### [AIM]
Restate each line of the listing exactly, without carrying over any pictures.

### [DATA TO PROCESS]
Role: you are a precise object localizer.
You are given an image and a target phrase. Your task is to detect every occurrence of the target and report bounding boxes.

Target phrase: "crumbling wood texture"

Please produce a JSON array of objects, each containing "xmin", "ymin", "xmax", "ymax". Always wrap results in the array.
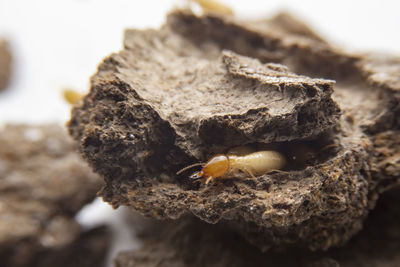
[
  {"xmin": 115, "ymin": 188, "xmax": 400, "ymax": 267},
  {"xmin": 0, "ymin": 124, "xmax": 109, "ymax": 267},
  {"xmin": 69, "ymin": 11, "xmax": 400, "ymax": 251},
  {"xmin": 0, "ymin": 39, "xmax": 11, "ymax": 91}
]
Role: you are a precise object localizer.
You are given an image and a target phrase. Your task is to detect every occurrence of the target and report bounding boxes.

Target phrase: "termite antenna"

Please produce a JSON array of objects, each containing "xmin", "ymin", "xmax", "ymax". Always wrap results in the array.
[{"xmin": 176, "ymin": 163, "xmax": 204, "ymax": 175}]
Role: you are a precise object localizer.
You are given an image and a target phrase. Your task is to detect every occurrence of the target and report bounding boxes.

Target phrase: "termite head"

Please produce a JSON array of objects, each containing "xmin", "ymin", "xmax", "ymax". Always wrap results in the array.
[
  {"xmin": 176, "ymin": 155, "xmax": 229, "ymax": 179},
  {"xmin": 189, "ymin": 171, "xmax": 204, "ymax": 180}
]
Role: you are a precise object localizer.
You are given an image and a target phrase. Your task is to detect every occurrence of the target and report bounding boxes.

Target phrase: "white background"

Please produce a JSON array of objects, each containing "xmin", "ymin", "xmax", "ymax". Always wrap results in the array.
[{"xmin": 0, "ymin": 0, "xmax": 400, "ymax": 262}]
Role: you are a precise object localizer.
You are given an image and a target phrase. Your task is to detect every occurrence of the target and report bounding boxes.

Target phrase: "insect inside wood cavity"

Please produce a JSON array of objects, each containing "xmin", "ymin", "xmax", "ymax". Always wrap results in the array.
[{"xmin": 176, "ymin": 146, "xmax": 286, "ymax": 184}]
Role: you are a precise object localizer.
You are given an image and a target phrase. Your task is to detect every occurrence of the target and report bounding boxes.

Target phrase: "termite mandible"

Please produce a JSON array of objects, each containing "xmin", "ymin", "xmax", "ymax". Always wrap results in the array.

### [EXPECTED OUTPUT]
Role: you are a precise object localizer.
You are given an image and a target phrase. Your task is to detect every occurrence of the target and report bounding boxes.

Target phrase: "crumbling wood texture"

Please produce a JSON array of objects, each containing "xmin", "ymin", "xmax", "ymax". Always wrap results in the array.
[
  {"xmin": 115, "ymin": 188, "xmax": 400, "ymax": 267},
  {"xmin": 0, "ymin": 124, "xmax": 109, "ymax": 267},
  {"xmin": 69, "ymin": 11, "xmax": 400, "ymax": 251},
  {"xmin": 0, "ymin": 39, "xmax": 11, "ymax": 91}
]
Role: you are a precise object localizer.
You are given an image and a target phrase. Your task is to detect every occurrence of the target and report bounding boxes.

Target phrase: "termite antenna"

Please produce a JSON array of objects, each containing "xmin", "ymin", "xmax", "ymax". Always wrap results in the array.
[{"xmin": 176, "ymin": 163, "xmax": 204, "ymax": 175}]
Role: you are a precise object localizer.
You are given an image and a target phrase. Your task is to detect every occurrence of the target and report bounding boxes.

Target phrase: "termite head"

Please produce a JSON array of objects, each containing "xmin", "ymin", "xmax", "ymax". Always wrap results in the array.
[
  {"xmin": 176, "ymin": 155, "xmax": 229, "ymax": 179},
  {"xmin": 189, "ymin": 171, "xmax": 204, "ymax": 180}
]
Role: you are a precise object localizer.
You are given an image and a target phrase. Your task is to detect every occurrence of the target and report bounding boxes.

Target phrase: "white background"

Please produce a JSON array of objects, each containing "xmin", "ymin", "xmax", "ymax". Always wrap results in the array.
[{"xmin": 0, "ymin": 0, "xmax": 400, "ymax": 262}]
Role: you are a precise object localizer.
You are given an image and a target phrase. Your task is to detect every occurrence of the target and report bounding boxes.

Target phrase: "insect inside wood cavity"

Please produce a JSON array of objects, each containing "xmin", "ymin", "xmax", "ymax". Always wrap results in the array.
[{"xmin": 176, "ymin": 146, "xmax": 286, "ymax": 184}]
Role: you are a precise object localizer.
You are given an image and a target phrase. Your task is to detect every occurrence of the target and report bounding boxes.

Target phrase: "termite mandible"

Please produce a JSON array of objects, each containing "xmin", "ymin", "xmax", "ymax". Always wrap results in the array.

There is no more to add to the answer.